▶ **TASK STATEMENT**: Extract every line of the items below verbatim, from the first item through the last.

▶ **DATA SHOWN**:
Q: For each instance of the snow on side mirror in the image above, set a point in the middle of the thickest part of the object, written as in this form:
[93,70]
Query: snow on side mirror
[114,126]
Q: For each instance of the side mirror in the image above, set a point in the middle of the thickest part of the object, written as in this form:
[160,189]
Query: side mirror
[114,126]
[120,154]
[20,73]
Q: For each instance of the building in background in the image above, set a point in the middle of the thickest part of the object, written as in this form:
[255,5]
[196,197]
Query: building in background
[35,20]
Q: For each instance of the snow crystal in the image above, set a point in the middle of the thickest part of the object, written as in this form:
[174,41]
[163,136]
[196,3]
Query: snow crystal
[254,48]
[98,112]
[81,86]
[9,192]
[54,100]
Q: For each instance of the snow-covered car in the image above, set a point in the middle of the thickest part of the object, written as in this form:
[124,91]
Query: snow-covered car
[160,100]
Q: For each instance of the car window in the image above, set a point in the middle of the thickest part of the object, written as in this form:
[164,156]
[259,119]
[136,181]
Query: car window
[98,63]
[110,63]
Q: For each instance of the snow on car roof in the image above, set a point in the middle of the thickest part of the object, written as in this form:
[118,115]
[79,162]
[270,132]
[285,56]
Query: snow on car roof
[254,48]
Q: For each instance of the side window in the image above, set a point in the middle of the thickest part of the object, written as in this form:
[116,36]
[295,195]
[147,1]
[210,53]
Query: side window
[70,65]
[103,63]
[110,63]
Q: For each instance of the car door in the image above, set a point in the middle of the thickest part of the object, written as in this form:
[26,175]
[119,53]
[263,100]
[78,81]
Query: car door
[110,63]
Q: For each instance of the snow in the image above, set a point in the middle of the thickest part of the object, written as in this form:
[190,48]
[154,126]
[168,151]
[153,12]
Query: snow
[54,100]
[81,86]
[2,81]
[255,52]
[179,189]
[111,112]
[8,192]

▶ **SOLVED EXERCISE**:
Q: For each instance of the snow on side mirror in the image above, set a point in the middle of the thickest part of the object, written as in this form:
[93,70]
Query: snow on side mirror
[114,126]
Q: For each instance of the side mirror in the image above, set a point in the middle of the thickest part of the object, written as in this form:
[160,189]
Query: side mirror
[114,126]
[120,154]
[20,73]
Q: For each instance of the building in background in the image above, set a point in the middle of the thickest part of the object, written as in this form:
[255,5]
[196,197]
Query: building in background
[35,20]
Q: For each instance of the snow crystal in the image above, set a point in the middle of the thickest part of the object, written as in this form:
[174,41]
[163,136]
[196,3]
Query: snow crystal
[254,48]
[98,112]
[81,86]
[9,192]
[54,100]
Q: For each instance of the snow-covered car in the image above, set a point in the middle of the thickest part of the object, written as in this form:
[124,91]
Query: snow-covered car
[160,100]
Q: For each instance of the car window in the image above, set a point in the middle of the thickest part of the object, written as in this form:
[164,156]
[259,119]
[136,181]
Query: car window
[98,63]
[110,63]
Q: For each instance of the snow on car roof in the image above, set a point in the middle of the thickest part of the object, written as in this form:
[118,115]
[79,162]
[270,132]
[285,56]
Query: snow on car roof
[254,48]
Q: For each instance of the side window in the image above, set a point in the middle of the thickest part of the object, written as in this form:
[116,36]
[295,195]
[147,1]
[210,53]
Query: side window
[70,65]
[103,63]
[110,63]
Q: For each instance of the car door in the image above, set a point in the middle of the thickest part of the object, written as in this form:
[26,175]
[119,53]
[263,100]
[78,81]
Query: car door
[110,63]
Q: For each instance of the snow in the image above, set a point in the middle of the thickest part of the object, written as in this form:
[190,48]
[154,126]
[168,151]
[153,12]
Query: snow
[54,100]
[81,86]
[2,81]
[255,52]
[179,189]
[111,112]
[8,192]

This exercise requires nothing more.